• **Extracted information**:
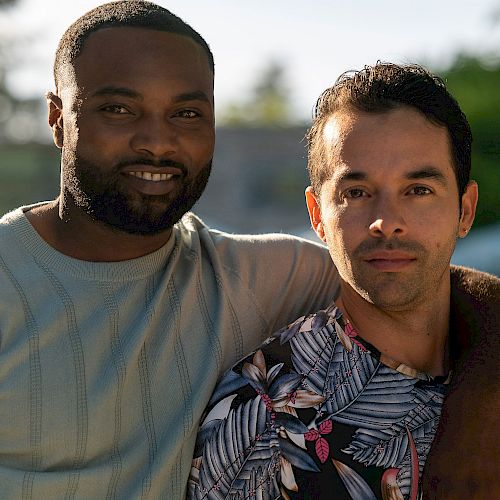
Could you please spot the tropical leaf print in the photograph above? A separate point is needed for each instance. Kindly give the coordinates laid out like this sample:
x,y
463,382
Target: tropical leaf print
x,y
359,390
354,483
240,459
388,447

• **Exercise brief**:
Only the text of the listing above is copied, exactly as written; its pictures are dropped.

• **Response area**:
Could you please spot the tropical leaf print in the photograph above? A separate point is needed for each instance. Kindly give the coordinates laid out like this sample:
x,y
463,382
Target: tropical leaf print
x,y
359,390
354,483
240,459
388,447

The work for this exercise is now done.